INFORMATION GIVEN:

----------------------------------------

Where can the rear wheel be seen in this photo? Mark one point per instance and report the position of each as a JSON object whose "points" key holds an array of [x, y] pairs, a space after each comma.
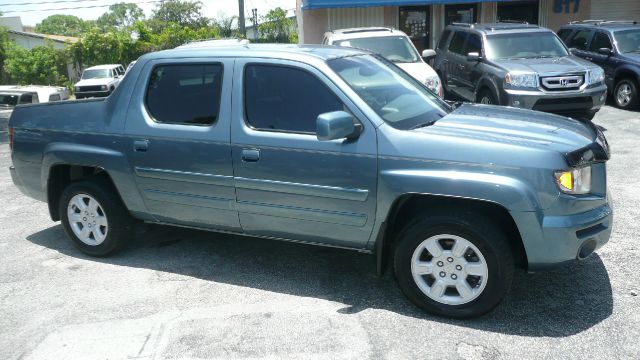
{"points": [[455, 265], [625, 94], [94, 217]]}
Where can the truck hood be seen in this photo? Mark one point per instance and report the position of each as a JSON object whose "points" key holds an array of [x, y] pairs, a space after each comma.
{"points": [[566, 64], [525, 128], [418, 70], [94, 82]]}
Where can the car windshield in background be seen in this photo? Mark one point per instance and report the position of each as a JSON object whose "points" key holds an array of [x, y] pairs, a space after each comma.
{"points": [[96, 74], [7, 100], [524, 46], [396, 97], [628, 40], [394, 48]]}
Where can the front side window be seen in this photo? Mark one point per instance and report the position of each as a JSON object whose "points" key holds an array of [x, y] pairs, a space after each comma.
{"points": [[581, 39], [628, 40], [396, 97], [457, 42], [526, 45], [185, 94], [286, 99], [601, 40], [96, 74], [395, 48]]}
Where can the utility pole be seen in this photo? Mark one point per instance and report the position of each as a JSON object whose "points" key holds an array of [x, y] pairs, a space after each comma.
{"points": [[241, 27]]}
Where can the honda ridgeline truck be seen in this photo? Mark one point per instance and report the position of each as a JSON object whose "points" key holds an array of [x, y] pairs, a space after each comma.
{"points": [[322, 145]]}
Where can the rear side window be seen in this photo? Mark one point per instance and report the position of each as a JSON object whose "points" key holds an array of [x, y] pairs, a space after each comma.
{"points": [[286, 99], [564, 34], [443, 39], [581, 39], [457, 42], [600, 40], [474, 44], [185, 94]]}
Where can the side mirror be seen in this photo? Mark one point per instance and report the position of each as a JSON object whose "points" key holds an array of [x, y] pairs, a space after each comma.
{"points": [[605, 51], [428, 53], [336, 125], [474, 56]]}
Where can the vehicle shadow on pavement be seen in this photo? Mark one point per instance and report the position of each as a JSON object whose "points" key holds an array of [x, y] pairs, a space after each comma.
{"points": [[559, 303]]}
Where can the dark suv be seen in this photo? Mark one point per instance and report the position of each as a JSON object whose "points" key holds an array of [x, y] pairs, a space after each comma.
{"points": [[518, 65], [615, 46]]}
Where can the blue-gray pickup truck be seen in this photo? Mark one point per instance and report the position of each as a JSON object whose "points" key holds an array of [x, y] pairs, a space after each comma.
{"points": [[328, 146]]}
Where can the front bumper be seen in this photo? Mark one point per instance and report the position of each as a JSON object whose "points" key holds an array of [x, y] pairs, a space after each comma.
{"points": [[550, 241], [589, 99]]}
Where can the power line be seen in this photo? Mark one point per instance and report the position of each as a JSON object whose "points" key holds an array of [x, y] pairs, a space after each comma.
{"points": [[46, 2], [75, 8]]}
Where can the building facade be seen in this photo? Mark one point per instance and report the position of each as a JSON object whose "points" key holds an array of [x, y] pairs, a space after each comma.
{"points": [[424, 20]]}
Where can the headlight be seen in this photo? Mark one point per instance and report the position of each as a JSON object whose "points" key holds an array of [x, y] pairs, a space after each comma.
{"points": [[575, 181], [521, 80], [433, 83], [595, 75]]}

----------------------------------------

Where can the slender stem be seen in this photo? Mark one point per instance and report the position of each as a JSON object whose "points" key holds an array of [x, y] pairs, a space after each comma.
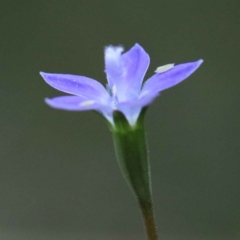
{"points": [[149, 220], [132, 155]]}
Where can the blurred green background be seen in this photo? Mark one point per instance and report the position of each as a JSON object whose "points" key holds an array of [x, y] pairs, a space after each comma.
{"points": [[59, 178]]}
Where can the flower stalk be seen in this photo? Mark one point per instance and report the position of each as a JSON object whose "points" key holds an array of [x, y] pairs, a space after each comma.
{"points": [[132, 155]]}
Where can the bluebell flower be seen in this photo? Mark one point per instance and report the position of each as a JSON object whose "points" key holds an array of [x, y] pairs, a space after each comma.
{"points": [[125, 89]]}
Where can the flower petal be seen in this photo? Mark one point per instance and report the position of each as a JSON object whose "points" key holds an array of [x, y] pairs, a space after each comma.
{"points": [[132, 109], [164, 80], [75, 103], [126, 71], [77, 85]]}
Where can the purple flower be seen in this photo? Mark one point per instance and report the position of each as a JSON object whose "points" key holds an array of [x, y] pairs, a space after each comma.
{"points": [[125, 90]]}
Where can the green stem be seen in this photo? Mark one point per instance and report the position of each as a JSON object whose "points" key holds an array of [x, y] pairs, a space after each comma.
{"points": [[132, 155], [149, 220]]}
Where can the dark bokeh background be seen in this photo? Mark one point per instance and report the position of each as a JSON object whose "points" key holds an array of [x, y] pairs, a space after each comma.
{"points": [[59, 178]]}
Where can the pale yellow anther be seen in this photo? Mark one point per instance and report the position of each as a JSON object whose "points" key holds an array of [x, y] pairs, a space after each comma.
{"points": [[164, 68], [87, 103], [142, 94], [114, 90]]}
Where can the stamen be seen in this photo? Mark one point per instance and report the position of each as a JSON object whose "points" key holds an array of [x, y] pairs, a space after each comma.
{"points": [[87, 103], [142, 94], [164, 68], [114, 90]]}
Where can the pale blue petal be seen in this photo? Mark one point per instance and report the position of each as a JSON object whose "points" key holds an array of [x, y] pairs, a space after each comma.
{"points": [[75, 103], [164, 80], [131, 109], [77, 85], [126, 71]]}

----------------------------------------

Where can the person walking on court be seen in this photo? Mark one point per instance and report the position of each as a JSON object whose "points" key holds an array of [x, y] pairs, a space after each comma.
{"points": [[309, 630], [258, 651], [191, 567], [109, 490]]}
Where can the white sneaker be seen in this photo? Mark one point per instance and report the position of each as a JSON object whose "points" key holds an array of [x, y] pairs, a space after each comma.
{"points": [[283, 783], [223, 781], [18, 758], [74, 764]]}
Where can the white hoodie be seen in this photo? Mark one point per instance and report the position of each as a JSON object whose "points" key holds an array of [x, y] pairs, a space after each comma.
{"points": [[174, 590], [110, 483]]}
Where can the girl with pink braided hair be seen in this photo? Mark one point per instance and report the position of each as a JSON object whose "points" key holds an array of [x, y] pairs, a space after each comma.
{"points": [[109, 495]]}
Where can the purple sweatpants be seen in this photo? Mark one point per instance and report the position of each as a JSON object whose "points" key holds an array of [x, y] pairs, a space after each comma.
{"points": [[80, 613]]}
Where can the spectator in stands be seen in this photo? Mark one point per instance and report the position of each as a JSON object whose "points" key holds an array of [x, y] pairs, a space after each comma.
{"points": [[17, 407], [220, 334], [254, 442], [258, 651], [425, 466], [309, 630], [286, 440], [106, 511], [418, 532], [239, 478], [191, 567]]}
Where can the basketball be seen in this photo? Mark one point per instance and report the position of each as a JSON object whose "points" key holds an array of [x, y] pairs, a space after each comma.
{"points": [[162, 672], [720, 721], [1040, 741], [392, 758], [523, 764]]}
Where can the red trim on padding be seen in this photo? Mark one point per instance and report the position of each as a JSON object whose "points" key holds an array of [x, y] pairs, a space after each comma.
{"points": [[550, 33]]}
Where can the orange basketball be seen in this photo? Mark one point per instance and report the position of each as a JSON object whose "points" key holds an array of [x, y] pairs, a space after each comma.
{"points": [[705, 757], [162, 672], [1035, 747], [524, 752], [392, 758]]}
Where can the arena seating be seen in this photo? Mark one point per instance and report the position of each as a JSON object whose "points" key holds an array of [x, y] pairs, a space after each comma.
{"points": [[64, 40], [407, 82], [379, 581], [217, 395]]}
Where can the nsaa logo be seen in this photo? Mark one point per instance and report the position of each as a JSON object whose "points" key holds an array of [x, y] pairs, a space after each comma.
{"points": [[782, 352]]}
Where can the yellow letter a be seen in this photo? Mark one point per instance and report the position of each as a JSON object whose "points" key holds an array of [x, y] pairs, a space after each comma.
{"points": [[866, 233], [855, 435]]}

----------------------------------------

Select every line of the items above that contains the string "truck" and copy each one.

EXERCISE RESPONSE:
Where can the truck hood be seen in this photo? Mark one point per instance and report the position of each as a JSON object whose "points" key holds an array of [x, y] pairs, a space after each comma.
Where can the honda ridgeline truck be seen in this photo? Mark one point per instance and report the position of each as a JSON object whose "points" key holds an array of [x, y] pairs, a space after each comma.
Where can the blue-gray pickup truck be seen in this photo? Mark one point per instance and report the position of each as a JSON object whose "points" key holds an array of [x, y] pairs, a space after each comma.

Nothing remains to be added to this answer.